TRAVAIL À FAIRE =>
Décalez les coordonnées des points dans la partie de la liste qui va de son début jusqu'à la ligne contenant « point(373, 80) », cette ligne incluse. Recopiez toutes ces lignes, consignes comprises, en ajoutant 95 à chaque nombre des réponses, x comme y, et à rien d'autre.

SUPPORT DE L'EXERCICE =>

# # # # #

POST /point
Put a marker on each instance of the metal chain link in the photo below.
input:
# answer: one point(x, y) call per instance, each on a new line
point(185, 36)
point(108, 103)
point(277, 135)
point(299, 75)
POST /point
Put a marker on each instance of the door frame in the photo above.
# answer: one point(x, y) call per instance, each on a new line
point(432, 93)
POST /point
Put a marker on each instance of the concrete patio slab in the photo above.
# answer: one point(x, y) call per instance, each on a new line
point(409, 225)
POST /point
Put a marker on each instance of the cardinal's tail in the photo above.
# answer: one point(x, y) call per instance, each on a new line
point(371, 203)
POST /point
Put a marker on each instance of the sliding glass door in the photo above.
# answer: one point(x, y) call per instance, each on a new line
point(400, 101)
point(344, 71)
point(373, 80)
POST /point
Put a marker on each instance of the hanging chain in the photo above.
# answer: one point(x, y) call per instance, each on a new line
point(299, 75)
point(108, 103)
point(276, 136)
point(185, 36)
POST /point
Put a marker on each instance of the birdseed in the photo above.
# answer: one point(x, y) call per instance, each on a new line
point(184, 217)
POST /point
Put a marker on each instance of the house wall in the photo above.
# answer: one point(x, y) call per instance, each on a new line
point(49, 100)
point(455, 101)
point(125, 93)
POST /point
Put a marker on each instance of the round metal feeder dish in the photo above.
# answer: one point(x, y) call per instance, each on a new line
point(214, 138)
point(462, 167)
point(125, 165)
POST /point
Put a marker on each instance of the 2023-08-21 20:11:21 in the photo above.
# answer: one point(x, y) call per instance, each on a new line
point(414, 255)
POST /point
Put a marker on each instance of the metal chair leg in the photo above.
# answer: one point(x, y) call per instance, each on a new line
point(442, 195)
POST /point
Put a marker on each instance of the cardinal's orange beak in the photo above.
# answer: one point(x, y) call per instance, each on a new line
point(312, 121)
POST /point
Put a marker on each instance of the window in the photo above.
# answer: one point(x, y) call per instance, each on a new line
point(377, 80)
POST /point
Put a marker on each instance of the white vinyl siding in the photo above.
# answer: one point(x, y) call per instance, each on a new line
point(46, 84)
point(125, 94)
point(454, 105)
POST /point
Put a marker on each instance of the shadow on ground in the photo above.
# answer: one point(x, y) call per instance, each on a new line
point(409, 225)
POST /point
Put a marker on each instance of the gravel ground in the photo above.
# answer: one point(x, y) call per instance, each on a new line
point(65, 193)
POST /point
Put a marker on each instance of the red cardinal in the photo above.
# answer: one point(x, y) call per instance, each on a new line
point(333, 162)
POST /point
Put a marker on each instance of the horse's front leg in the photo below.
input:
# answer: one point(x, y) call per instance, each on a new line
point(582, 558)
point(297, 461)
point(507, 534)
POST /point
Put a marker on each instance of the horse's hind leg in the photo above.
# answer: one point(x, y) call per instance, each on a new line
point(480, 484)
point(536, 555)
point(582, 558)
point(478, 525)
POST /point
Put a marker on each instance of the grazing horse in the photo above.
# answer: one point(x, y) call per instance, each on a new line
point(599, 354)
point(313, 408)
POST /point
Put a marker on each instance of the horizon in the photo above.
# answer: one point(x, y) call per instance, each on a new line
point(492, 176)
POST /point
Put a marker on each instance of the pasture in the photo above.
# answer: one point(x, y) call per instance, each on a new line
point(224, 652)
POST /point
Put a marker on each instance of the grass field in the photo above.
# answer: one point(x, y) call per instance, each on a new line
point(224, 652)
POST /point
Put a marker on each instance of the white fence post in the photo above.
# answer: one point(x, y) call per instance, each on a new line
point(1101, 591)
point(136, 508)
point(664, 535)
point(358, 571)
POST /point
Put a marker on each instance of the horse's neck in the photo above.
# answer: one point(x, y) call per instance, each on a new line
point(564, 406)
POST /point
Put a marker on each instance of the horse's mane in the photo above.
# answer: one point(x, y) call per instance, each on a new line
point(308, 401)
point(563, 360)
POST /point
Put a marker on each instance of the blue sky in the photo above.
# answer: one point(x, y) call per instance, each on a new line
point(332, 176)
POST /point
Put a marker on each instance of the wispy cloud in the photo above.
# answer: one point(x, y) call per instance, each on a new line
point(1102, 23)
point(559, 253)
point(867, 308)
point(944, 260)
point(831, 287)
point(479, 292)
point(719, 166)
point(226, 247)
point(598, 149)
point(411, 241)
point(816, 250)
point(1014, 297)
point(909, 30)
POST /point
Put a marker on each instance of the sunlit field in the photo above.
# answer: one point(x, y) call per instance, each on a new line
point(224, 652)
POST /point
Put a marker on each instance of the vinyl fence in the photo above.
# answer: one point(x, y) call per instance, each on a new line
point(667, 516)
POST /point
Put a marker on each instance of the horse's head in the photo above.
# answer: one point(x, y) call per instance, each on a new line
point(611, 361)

# # # # #

CORRIGÉ =>
POST /point
Put a marker on each instance of the metal chain link in the photo below.
input:
# answer: one point(x, y) call per instance, each on a new line
point(280, 131)
point(203, 198)
point(372, 230)
point(394, 170)
POST /point
Put a marker on each instance of the door frame in the photo above.
# answer: one point(x, y) call per instance, each on a new line
point(527, 188)
POST /point
Put a marker on each instance of the concrete patio slab in the photo above.
# answer: one point(x, y) call per instance, each on a new line
point(504, 320)
POST /point
Put a marker on each instance of the cardinal's tail in the photo above.
# answer: one point(x, y) call per instance, each on a new line
point(466, 298)
POST /point
Put a marker on each instance of the sliding glass door in the photo above.
# answer: one point(x, y) call per instance, each on a new line
point(495, 196)
point(439, 166)
point(468, 175)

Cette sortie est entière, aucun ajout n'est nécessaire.